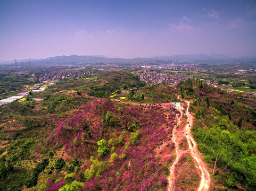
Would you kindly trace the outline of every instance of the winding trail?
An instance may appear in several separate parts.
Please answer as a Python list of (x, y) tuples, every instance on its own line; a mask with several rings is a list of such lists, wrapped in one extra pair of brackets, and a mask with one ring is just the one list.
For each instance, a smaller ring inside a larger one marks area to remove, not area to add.
[[(180, 99), (180, 96), (178, 97), (178, 99)], [(118, 101), (118, 100), (116, 100)], [(189, 108), (190, 101), (185, 101), (187, 103), (187, 110), (186, 115), (187, 116), (187, 122), (188, 123), (186, 123), (185, 125), (180, 125), (181, 121), (183, 121), (183, 115), (180, 115), (177, 118), (177, 125), (175, 126), (172, 130), (172, 136), (171, 137), (171, 141), (174, 143), (175, 146), (175, 153), (176, 153), (176, 159), (172, 163), (172, 165), (170, 167), (170, 175), (167, 178), (168, 185), (167, 185), (167, 190), (173, 191), (175, 190), (175, 170), (176, 165), (178, 164), (179, 161), (183, 154), (186, 153), (189, 153), (189, 154), (192, 157), (195, 161), (196, 170), (199, 171), (199, 173), (201, 177), (201, 181), (197, 189), (198, 191), (209, 191), (210, 189), (210, 185), (211, 183), (211, 177), (210, 174), (208, 172), (208, 168), (206, 166), (204, 162), (203, 161), (202, 155), (197, 149), (197, 144), (196, 142), (194, 140), (192, 135), (191, 134), (191, 127), (193, 126), (194, 121), (194, 117), (189, 113), (188, 109)], [(124, 102), (126, 104), (132, 104), (135, 105), (139, 105), (139, 103), (136, 103), (130, 102)], [(162, 103), (161, 106), (164, 107), (169, 105), (169, 103)], [(181, 113), (183, 113), (183, 110), (180, 109), (177, 109)], [(178, 116), (178, 115), (177, 115)], [(167, 117), (168, 118), (168, 116)], [(184, 120), (183, 120), (184, 121)], [(187, 135), (185, 135), (185, 132), (187, 132)], [(188, 149), (186, 150), (183, 150), (179, 147), (179, 142), (181, 139), (183, 138), (186, 137), (188, 144)], [(167, 145), (169, 144), (168, 142), (164, 143), (163, 145), (159, 146), (159, 149), (157, 152), (157, 154), (159, 154), (161, 152), (161, 150)]]
[[(174, 161), (174, 163), (172, 164), (170, 167), (170, 176), (168, 177), (168, 190), (172, 191), (174, 190), (175, 187), (175, 166), (178, 163), (180, 157), (182, 154), (185, 153), (187, 152), (189, 152), (189, 154), (194, 159), (196, 164), (197, 166), (197, 168), (199, 169), (201, 175), (201, 181), (200, 183), (199, 187), (198, 188), (198, 191), (208, 191), (210, 188), (210, 184), (211, 183), (211, 178), (210, 174), (208, 172), (208, 169), (205, 164), (204, 163), (202, 160), (202, 154), (199, 152), (197, 149), (197, 144), (194, 138), (193, 138), (192, 135), (191, 134), (191, 127), (193, 126), (193, 116), (189, 113), (188, 108), (189, 107), (190, 101), (186, 101), (187, 105), (187, 116), (188, 117), (187, 120), (188, 123), (186, 124), (185, 127), (183, 128), (183, 135), (185, 134), (185, 132), (188, 132), (187, 135), (186, 136), (189, 147), (187, 150), (182, 150), (179, 148), (178, 140), (179, 138), (179, 136), (180, 134), (178, 133), (178, 131), (177, 129), (177, 127), (179, 125), (181, 116), (178, 118), (177, 125), (175, 127), (172, 131), (172, 141), (174, 142), (175, 145), (175, 152), (176, 154), (176, 158)], [(180, 112), (182, 112), (181, 110), (179, 110)]]

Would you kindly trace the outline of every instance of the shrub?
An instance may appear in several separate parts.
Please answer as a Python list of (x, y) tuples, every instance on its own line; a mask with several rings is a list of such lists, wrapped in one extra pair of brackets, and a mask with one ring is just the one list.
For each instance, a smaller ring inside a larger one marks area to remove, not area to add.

| TASK DETAILS |
Can you lay out every line above as a JSON list of strings, one string per line, with blank lines left out? Leave the pictures out of the list.

| ANSWER TO THIS TASK |
[
  "Would you kindly trace the outline of every instance of the winding trail?",
  "An instance may appear in several separate parts.",
  "Please answer as a Python list of (x, y) tuples, every instance on its own line; a mask with several rings is a list of such lists, wrapped in one extra pair of brackets, and a mask with one ring is just the one list.",
  "For each instance, a smaller ring inside a larger one marks area to remove, not area to add.",
  "[[(180, 99), (180, 96), (178, 97), (178, 99)], [(118, 101), (118, 100), (116, 100)], [(189, 108), (190, 101), (185, 101), (187, 103), (187, 110), (186, 115), (187, 116), (187, 122), (188, 123), (186, 123), (185, 125), (180, 125), (181, 121), (183, 121), (183, 115), (180, 115), (177, 118), (177, 125), (175, 126), (172, 130), (172, 136), (171, 137), (171, 141), (174, 143), (175, 146), (175, 153), (176, 153), (176, 159), (172, 163), (172, 165), (170, 167), (170, 175), (167, 178), (168, 185), (167, 185), (167, 190), (173, 191), (175, 190), (175, 170), (176, 165), (178, 164), (179, 161), (183, 154), (186, 153), (189, 153), (189, 154), (192, 157), (195, 161), (196, 170), (199, 171), (199, 173), (201, 177), (201, 181), (197, 189), (198, 191), (209, 191), (210, 189), (210, 185), (211, 183), (211, 177), (210, 174), (208, 172), (208, 168), (206, 166), (204, 162), (203, 161), (202, 155), (197, 149), (197, 144), (196, 142), (194, 140), (192, 135), (191, 134), (191, 127), (193, 126), (194, 121), (194, 117), (189, 113), (188, 109)], [(124, 102), (126, 104), (132, 104), (135, 105), (139, 105), (139, 103), (136, 103), (130, 102)], [(162, 103), (161, 106), (164, 107), (169, 105), (169, 103)], [(181, 113), (183, 113), (183, 110), (180, 109), (177, 109)], [(178, 116), (178, 115), (177, 115)], [(167, 117), (168, 118), (168, 116)], [(184, 120), (183, 120), (184, 121)], [(187, 135), (185, 135), (185, 132), (187, 132)], [(188, 149), (186, 150), (183, 150), (179, 147), (179, 142), (181, 139), (183, 138), (186, 137), (188, 144)], [(167, 145), (169, 144), (168, 142), (164, 143), (163, 145), (159, 146), (159, 149), (157, 152), (157, 154), (159, 154), (161, 152), (161, 150)]]",
  "[[(174, 161), (174, 163), (172, 164), (170, 167), (170, 176), (168, 177), (168, 190), (172, 191), (174, 190), (175, 187), (175, 166), (178, 163), (180, 157), (182, 154), (185, 153), (187, 152), (189, 152), (189, 154), (194, 159), (196, 164), (197, 166), (197, 168), (199, 169), (201, 175), (201, 181), (200, 183), (199, 187), (198, 188), (198, 191), (208, 191), (210, 188), (210, 184), (211, 183), (211, 178), (210, 174), (208, 172), (208, 169), (205, 164), (204, 163), (202, 160), (202, 154), (199, 152), (197, 149), (197, 144), (194, 138), (193, 138), (192, 135), (191, 134), (191, 127), (193, 126), (193, 116), (189, 113), (188, 108), (189, 107), (190, 101), (186, 101), (187, 105), (187, 116), (188, 117), (187, 120), (188, 123), (186, 124), (185, 127), (183, 128), (183, 135), (185, 134), (185, 132), (188, 132), (187, 135), (186, 136), (189, 147), (187, 150), (182, 150), (179, 148), (178, 140), (179, 138), (179, 136), (180, 134), (178, 133), (178, 131), (177, 129), (177, 127), (179, 125), (181, 116), (178, 118), (177, 125), (175, 127), (172, 131), (172, 141), (174, 142), (175, 145), (175, 152), (176, 154), (176, 158)], [(180, 112), (182, 112), (181, 110), (179, 110)]]",
  "Would you kindly trace the outline of every instance of the shrub?",
  "An instance may appear in several separate parts.",
  "Please answer as a Python list of (x, y) tuples, every instance on its own line; a mask with several rings is a list of such lists, wrapped in one extra pair of brackets, and a mask with one ring is just the one list.",
  "For each instance, a smaller ring inside a larger one marks area to remove, not area to add."
]